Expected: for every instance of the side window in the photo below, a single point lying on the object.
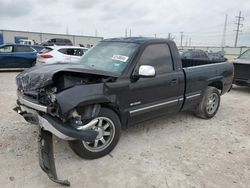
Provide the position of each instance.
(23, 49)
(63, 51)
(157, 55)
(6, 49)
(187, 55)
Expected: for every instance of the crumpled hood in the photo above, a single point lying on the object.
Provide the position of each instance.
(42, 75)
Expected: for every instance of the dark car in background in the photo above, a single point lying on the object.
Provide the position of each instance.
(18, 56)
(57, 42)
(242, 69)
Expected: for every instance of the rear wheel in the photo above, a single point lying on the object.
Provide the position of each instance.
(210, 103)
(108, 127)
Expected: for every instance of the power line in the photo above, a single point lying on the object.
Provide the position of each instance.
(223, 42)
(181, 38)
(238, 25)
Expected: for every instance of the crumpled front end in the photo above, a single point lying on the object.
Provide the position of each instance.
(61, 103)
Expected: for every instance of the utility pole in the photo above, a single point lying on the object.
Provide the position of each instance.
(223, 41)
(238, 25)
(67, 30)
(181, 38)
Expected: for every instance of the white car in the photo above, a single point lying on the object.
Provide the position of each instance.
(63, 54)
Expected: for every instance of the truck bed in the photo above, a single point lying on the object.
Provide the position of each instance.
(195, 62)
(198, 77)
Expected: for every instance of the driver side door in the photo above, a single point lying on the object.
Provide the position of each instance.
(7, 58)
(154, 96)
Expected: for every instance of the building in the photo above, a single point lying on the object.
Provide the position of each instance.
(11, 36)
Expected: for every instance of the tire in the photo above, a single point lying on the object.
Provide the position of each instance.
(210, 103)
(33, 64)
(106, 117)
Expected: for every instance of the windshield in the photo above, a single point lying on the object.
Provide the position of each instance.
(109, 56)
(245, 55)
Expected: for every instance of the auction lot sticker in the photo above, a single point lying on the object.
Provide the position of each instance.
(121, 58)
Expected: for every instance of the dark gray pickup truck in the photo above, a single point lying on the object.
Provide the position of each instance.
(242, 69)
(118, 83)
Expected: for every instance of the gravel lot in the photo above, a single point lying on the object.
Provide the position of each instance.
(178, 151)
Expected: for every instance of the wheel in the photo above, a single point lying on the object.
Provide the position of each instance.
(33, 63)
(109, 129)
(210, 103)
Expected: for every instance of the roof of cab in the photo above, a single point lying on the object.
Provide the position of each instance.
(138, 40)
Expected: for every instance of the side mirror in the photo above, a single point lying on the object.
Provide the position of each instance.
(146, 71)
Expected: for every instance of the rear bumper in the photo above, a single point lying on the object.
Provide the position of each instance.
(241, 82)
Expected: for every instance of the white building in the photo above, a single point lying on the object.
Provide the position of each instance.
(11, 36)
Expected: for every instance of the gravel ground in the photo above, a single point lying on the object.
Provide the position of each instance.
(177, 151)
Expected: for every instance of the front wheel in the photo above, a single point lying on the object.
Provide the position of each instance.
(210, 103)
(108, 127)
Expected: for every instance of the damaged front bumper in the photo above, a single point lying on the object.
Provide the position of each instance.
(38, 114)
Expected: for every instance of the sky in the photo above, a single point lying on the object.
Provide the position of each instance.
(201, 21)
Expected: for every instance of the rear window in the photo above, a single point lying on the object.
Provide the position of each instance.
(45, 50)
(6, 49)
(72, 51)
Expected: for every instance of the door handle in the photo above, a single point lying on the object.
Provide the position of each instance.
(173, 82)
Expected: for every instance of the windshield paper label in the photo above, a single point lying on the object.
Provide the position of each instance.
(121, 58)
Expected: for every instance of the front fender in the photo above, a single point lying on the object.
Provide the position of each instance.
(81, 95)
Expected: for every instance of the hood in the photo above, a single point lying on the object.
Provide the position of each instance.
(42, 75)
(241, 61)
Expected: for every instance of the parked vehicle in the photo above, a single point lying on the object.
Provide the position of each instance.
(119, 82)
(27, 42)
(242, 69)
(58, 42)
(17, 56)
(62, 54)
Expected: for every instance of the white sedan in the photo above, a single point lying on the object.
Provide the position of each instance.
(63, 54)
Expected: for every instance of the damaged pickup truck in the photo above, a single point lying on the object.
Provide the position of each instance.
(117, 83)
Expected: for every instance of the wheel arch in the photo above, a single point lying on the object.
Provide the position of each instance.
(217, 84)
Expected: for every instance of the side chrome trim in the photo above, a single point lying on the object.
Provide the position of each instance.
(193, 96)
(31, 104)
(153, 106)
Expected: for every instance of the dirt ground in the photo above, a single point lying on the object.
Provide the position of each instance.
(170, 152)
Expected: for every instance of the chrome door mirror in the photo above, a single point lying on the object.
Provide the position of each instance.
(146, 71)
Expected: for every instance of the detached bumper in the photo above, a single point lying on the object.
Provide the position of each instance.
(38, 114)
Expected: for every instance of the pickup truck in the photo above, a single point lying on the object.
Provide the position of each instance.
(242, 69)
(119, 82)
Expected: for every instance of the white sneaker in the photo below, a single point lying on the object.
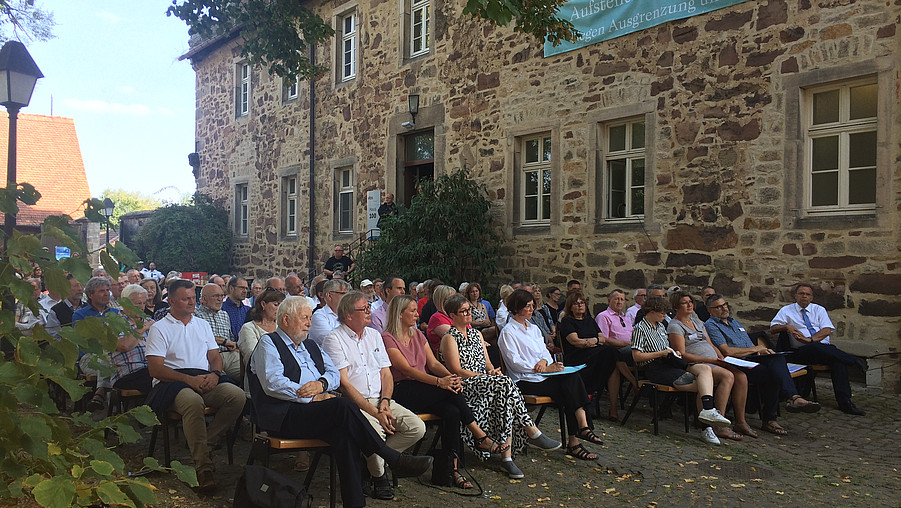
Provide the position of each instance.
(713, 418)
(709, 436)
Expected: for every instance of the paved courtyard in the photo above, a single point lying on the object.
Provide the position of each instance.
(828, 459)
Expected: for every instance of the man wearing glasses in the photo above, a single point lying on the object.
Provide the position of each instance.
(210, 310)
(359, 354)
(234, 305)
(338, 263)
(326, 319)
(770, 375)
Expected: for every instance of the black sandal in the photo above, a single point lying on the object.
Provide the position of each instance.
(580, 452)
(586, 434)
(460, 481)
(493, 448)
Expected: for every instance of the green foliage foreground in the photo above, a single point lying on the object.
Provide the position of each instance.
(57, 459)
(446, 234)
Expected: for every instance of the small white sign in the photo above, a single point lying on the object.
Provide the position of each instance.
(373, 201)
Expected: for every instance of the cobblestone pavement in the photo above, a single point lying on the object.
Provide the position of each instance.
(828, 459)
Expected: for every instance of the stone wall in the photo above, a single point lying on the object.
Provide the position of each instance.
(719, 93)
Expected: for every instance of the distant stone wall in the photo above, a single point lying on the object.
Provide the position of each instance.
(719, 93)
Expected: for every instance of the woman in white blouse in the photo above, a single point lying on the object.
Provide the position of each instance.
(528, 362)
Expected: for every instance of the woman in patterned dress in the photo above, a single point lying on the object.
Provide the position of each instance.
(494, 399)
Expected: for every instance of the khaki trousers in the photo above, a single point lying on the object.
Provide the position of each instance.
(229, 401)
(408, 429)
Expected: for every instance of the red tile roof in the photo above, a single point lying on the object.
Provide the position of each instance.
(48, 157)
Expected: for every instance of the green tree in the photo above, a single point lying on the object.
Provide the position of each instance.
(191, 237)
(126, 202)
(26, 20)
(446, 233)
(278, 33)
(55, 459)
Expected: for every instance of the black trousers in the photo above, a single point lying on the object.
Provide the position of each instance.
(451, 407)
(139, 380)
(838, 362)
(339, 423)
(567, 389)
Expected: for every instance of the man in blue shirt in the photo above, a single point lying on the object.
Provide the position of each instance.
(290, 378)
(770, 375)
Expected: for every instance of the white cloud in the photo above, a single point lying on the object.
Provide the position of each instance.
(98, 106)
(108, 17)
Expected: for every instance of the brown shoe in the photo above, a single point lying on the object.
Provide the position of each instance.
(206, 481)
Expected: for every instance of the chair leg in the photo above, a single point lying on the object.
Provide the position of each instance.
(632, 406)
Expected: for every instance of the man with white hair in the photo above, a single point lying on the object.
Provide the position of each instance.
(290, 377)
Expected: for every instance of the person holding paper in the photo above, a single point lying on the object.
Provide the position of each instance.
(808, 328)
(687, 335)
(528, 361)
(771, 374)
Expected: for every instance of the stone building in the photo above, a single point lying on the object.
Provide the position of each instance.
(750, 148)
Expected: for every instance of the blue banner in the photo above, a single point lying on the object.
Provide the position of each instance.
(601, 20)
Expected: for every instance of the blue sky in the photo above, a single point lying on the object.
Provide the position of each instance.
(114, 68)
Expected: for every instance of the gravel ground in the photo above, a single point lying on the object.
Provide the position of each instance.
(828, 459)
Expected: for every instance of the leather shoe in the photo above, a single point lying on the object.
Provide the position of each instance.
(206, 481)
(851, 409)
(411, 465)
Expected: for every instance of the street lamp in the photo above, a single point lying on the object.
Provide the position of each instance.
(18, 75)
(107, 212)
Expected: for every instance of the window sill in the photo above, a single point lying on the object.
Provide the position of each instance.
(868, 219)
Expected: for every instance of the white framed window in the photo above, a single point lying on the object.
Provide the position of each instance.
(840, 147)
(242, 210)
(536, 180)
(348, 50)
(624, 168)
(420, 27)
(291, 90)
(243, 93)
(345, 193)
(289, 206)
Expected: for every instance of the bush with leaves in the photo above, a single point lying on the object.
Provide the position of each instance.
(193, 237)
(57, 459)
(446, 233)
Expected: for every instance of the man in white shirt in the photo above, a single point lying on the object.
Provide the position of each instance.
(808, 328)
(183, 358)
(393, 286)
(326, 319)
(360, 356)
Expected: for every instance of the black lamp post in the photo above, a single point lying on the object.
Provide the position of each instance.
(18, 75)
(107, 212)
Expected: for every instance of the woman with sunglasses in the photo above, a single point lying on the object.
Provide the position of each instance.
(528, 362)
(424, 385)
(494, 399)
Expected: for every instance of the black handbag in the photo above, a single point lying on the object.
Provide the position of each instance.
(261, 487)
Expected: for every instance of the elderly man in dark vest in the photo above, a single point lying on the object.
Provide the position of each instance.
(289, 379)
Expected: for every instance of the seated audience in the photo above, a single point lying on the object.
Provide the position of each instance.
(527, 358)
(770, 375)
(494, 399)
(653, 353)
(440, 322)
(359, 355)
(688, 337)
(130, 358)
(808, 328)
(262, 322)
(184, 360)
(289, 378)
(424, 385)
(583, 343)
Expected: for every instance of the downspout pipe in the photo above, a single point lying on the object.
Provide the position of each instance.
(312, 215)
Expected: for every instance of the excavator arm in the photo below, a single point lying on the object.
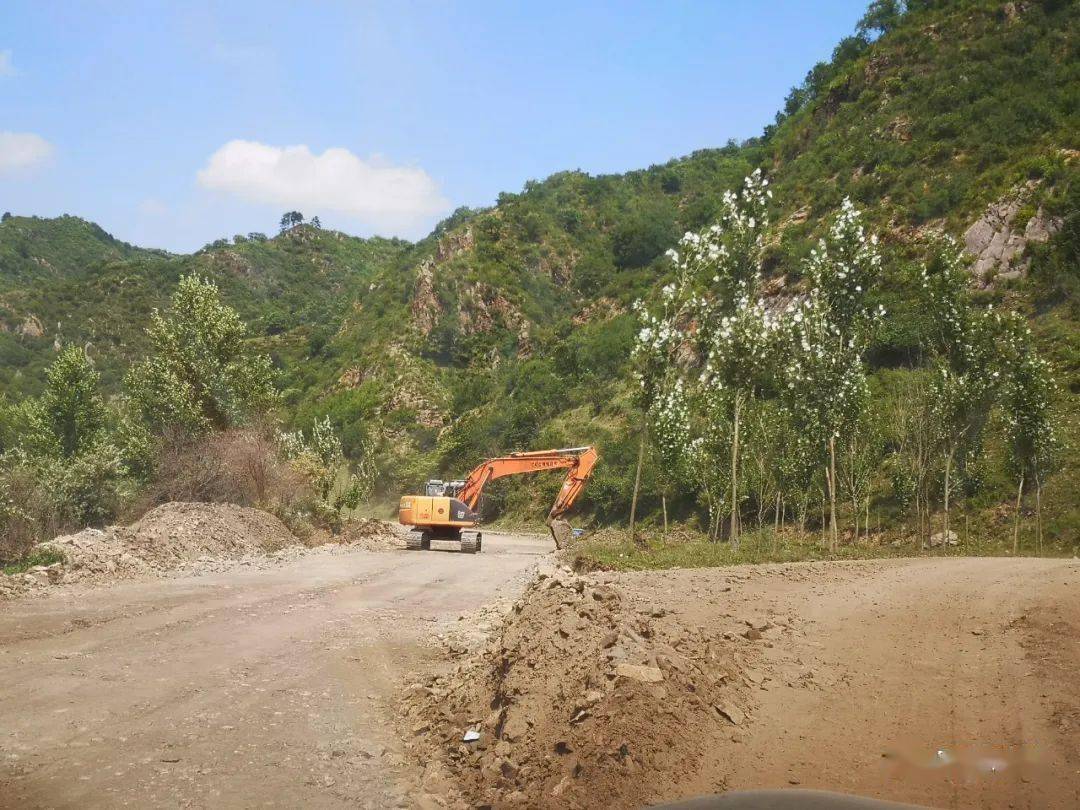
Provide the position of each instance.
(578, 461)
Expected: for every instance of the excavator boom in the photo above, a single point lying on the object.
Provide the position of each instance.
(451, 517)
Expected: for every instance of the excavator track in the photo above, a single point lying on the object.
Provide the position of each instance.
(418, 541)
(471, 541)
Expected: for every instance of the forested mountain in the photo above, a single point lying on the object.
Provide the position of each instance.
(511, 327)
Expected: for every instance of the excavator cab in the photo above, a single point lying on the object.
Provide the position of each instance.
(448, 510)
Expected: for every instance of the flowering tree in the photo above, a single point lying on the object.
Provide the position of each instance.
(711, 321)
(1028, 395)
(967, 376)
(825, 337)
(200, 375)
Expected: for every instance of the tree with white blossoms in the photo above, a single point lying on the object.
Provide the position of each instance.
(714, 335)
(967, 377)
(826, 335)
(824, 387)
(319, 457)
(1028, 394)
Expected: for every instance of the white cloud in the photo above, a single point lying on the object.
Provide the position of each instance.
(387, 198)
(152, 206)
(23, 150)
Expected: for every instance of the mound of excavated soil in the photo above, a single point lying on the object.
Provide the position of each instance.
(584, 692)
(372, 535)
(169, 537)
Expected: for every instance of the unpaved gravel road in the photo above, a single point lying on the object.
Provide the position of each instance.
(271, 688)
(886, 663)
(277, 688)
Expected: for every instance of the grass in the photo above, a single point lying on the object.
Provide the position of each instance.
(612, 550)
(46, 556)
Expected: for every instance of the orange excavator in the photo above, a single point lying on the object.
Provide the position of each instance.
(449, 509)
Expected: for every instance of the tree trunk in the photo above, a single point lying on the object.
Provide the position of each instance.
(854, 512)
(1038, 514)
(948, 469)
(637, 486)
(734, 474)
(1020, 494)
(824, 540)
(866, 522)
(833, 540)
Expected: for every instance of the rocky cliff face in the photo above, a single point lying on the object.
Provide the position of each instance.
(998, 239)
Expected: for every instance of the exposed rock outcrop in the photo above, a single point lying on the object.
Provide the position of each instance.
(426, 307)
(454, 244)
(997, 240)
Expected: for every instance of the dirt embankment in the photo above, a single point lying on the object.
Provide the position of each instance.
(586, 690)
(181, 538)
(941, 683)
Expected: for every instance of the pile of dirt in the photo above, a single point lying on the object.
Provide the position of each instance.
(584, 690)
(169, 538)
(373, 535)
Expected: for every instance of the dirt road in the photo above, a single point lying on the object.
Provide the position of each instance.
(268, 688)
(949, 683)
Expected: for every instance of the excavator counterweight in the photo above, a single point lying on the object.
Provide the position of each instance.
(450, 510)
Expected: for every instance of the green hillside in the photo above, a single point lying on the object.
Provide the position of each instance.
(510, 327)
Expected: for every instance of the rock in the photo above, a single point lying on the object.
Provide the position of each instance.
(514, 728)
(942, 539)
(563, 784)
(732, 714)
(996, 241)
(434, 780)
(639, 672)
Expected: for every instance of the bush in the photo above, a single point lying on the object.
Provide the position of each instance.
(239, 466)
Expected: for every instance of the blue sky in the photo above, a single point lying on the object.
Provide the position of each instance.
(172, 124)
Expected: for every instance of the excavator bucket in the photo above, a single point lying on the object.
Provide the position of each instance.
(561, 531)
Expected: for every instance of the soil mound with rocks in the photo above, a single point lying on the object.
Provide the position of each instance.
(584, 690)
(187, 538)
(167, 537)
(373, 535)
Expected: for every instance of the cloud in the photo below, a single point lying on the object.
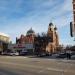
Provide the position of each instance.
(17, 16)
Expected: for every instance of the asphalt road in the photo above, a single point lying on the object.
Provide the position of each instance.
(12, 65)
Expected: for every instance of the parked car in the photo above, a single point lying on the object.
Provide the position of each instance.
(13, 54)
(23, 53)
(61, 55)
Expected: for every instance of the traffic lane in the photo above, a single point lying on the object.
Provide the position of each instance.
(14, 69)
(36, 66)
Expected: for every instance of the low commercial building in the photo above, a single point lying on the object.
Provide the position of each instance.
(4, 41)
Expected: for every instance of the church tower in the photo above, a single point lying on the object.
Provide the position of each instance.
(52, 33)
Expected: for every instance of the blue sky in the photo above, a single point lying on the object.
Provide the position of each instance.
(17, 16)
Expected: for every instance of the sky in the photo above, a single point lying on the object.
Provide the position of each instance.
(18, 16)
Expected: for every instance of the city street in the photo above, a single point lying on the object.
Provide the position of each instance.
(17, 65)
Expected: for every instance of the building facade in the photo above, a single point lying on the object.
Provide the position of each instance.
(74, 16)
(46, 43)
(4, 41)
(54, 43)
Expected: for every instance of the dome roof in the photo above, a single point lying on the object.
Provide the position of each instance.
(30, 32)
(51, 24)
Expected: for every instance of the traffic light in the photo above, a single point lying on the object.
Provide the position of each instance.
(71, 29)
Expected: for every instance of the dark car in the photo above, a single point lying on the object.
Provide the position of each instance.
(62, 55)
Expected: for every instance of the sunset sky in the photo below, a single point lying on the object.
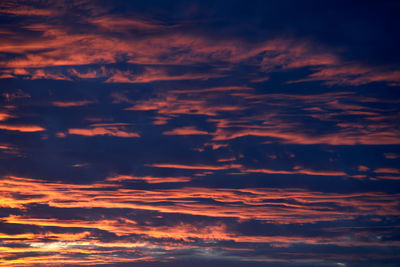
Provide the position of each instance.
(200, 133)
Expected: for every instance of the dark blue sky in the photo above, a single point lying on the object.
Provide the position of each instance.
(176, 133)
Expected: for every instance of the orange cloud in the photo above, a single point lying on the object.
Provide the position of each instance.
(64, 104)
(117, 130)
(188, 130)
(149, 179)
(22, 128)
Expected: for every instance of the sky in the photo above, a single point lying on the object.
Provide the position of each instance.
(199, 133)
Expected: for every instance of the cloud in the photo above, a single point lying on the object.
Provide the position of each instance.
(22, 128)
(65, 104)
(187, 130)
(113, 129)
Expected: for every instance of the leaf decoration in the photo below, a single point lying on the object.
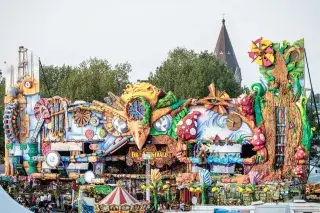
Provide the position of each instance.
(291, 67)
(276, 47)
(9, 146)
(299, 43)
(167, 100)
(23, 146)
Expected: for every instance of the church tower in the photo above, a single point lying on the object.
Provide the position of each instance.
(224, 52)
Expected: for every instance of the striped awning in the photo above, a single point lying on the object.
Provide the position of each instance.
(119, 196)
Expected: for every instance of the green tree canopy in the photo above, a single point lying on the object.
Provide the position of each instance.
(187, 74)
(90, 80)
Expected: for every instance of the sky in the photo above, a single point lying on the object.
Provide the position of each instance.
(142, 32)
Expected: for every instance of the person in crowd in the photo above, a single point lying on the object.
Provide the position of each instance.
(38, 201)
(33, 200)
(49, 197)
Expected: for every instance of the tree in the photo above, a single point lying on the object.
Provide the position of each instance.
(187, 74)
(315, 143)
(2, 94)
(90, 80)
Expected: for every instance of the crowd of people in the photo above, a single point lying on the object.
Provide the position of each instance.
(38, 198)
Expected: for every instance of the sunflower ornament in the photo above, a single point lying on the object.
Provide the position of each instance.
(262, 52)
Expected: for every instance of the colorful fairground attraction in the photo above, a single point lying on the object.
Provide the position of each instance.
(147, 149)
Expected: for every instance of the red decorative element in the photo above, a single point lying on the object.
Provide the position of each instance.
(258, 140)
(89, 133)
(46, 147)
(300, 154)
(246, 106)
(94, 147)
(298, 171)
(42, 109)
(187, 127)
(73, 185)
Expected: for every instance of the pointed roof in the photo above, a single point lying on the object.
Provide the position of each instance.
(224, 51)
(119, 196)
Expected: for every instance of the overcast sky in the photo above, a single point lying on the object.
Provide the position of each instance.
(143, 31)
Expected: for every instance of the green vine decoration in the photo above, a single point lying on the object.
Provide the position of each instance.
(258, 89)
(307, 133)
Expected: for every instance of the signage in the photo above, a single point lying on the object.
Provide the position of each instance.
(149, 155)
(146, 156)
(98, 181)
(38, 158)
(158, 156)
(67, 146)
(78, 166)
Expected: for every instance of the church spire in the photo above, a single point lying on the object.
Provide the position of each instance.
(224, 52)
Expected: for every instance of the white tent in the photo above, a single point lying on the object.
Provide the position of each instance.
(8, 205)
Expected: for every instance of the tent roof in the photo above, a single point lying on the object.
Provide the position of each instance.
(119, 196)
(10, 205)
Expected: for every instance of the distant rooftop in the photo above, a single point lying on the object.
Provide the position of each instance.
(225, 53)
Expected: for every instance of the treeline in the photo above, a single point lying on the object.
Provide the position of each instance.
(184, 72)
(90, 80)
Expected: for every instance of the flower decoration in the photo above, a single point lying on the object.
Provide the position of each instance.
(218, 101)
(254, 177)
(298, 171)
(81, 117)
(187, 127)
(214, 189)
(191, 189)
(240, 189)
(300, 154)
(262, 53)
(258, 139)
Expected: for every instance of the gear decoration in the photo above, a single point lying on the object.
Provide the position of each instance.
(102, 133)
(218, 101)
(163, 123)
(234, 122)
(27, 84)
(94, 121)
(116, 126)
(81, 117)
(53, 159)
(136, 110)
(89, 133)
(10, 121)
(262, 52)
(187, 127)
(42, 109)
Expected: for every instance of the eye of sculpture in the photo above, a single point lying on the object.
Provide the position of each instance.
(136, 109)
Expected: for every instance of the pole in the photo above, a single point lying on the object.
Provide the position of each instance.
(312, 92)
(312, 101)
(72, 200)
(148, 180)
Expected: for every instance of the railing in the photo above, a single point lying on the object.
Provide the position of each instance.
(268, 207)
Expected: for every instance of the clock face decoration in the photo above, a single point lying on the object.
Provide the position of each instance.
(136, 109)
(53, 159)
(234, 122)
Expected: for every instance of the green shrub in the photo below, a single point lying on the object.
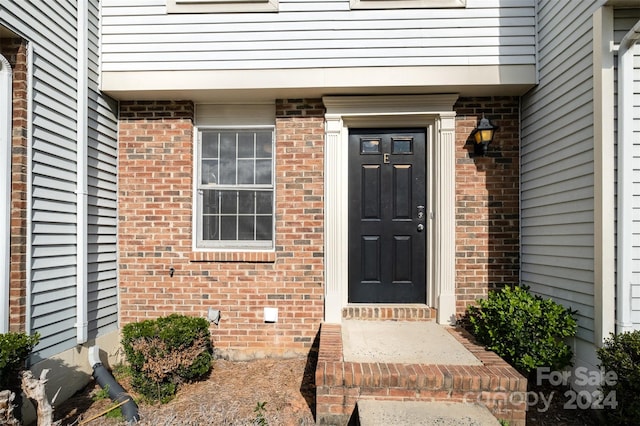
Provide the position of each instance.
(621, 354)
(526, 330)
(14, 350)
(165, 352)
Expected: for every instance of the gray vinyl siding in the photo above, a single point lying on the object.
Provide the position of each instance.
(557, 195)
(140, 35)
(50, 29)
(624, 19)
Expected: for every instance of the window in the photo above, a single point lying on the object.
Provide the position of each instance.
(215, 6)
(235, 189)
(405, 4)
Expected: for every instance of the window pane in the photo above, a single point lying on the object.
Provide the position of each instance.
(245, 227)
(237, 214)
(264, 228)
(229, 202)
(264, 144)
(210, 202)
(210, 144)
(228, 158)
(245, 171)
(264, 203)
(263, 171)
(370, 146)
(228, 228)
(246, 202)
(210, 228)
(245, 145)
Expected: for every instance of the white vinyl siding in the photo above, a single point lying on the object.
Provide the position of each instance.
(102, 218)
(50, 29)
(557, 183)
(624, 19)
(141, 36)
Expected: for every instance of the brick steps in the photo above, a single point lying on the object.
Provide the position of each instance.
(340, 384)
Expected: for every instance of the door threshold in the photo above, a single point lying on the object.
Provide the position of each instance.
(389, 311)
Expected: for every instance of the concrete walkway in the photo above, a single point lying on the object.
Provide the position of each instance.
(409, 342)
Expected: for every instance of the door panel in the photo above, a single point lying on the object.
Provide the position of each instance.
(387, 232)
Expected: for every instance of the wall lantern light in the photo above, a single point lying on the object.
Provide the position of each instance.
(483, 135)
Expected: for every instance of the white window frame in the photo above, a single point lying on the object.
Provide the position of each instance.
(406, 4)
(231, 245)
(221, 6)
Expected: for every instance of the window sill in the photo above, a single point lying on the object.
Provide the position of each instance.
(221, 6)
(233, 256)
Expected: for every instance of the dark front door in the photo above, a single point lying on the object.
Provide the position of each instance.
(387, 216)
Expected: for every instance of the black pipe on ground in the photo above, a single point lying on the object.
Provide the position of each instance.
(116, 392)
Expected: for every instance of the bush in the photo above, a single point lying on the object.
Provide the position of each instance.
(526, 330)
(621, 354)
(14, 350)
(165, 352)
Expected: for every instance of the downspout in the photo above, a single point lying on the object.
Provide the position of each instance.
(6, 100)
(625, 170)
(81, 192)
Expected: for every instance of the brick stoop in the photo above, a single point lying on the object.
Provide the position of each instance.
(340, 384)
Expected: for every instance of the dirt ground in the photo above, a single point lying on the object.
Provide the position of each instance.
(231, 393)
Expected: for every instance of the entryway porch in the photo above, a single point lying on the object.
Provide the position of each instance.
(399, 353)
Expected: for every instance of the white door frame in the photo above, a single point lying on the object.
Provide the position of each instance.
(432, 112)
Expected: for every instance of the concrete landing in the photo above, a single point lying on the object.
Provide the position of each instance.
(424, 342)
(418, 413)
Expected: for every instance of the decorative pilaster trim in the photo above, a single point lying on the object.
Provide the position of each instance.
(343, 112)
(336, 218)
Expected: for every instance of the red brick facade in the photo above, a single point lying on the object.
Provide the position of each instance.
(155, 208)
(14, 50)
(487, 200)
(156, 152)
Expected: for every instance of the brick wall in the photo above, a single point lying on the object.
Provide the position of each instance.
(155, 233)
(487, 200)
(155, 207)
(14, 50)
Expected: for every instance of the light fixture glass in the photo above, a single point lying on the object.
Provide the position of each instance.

§

◆ Exercise instructions
Give back exactly the lines above starting at the line where "Expected: for every instance of the signage" appears and ending at the line where "Expected: for every instance of the church spire" appears, both included, with no other lines.

◆ Solution for this task
Expected: for every instance of the signage in the photo above, a single point lying on the object.
Provide the position of each instance.
(149, 155)
(146, 156)
(98, 181)
(38, 158)
(158, 156)
(67, 146)
(78, 166)
Expected: for every instance of the church spire in the photo above, a single point lying on the object.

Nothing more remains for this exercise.